→ **ENTRIES PROVIDED**:
▼

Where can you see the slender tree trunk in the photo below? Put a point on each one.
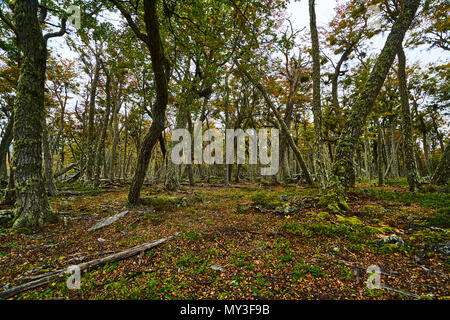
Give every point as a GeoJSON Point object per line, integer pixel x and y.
{"type": "Point", "coordinates": [33, 208]}
{"type": "Point", "coordinates": [410, 164]}
{"type": "Point", "coordinates": [88, 174]}
{"type": "Point", "coordinates": [161, 70]}
{"type": "Point", "coordinates": [335, 197]}
{"type": "Point", "coordinates": [48, 162]}
{"type": "Point", "coordinates": [319, 148]}
{"type": "Point", "coordinates": [380, 155]}
{"type": "Point", "coordinates": [101, 146]}
{"type": "Point", "coordinates": [4, 147]}
{"type": "Point", "coordinates": [442, 173]}
{"type": "Point", "coordinates": [282, 124]}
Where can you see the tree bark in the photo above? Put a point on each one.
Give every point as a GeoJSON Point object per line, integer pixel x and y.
{"type": "Point", "coordinates": [101, 146]}
{"type": "Point", "coordinates": [319, 150]}
{"type": "Point", "coordinates": [48, 162]}
{"type": "Point", "coordinates": [4, 147]}
{"type": "Point", "coordinates": [442, 173]}
{"type": "Point", "coordinates": [335, 197]}
{"type": "Point", "coordinates": [33, 208]}
{"type": "Point", "coordinates": [410, 164]}
{"type": "Point", "coordinates": [88, 174]}
{"type": "Point", "coordinates": [161, 70]}
{"type": "Point", "coordinates": [282, 124]}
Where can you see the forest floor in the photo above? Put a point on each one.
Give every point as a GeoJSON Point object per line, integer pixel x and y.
{"type": "Point", "coordinates": [243, 242]}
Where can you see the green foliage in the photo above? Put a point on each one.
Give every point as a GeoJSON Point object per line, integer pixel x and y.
{"type": "Point", "coordinates": [434, 200]}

▲

→ **TASK GOAL**:
Repeat the preceding records exactly but drop the images.

→ **WORKED SOLUTION**:
Where can you see the slender tree trunk in the photo below? Put a point on each one.
Give every point as a GeoJSON Point object per line, integer pixel x and y.
{"type": "Point", "coordinates": [33, 208]}
{"type": "Point", "coordinates": [410, 164]}
{"type": "Point", "coordinates": [88, 174]}
{"type": "Point", "coordinates": [161, 70]}
{"type": "Point", "coordinates": [335, 197]}
{"type": "Point", "coordinates": [48, 162]}
{"type": "Point", "coordinates": [319, 148]}
{"type": "Point", "coordinates": [380, 155]}
{"type": "Point", "coordinates": [101, 146]}
{"type": "Point", "coordinates": [4, 147]}
{"type": "Point", "coordinates": [442, 173]}
{"type": "Point", "coordinates": [282, 124]}
Where can you see the tree bark in the photo above? Put a point on each one.
Give every point as a GeoJSON Point object per line, integer pixel x and y.
{"type": "Point", "coordinates": [101, 146]}
{"type": "Point", "coordinates": [319, 150]}
{"type": "Point", "coordinates": [48, 162]}
{"type": "Point", "coordinates": [4, 147]}
{"type": "Point", "coordinates": [442, 173]}
{"type": "Point", "coordinates": [335, 197]}
{"type": "Point", "coordinates": [33, 208]}
{"type": "Point", "coordinates": [410, 164]}
{"type": "Point", "coordinates": [88, 174]}
{"type": "Point", "coordinates": [161, 70]}
{"type": "Point", "coordinates": [282, 124]}
Where can you see the forest floor in the photo above? Put a point on each one.
Give every point as a GeoJSON Point object per line, integer pixel x and y.
{"type": "Point", "coordinates": [243, 242]}
Where can you see the green foliage in the photo above? Put a point on each one.
Give every point as a GeoJSON Point object per line, integer pixel x and y.
{"type": "Point", "coordinates": [434, 200]}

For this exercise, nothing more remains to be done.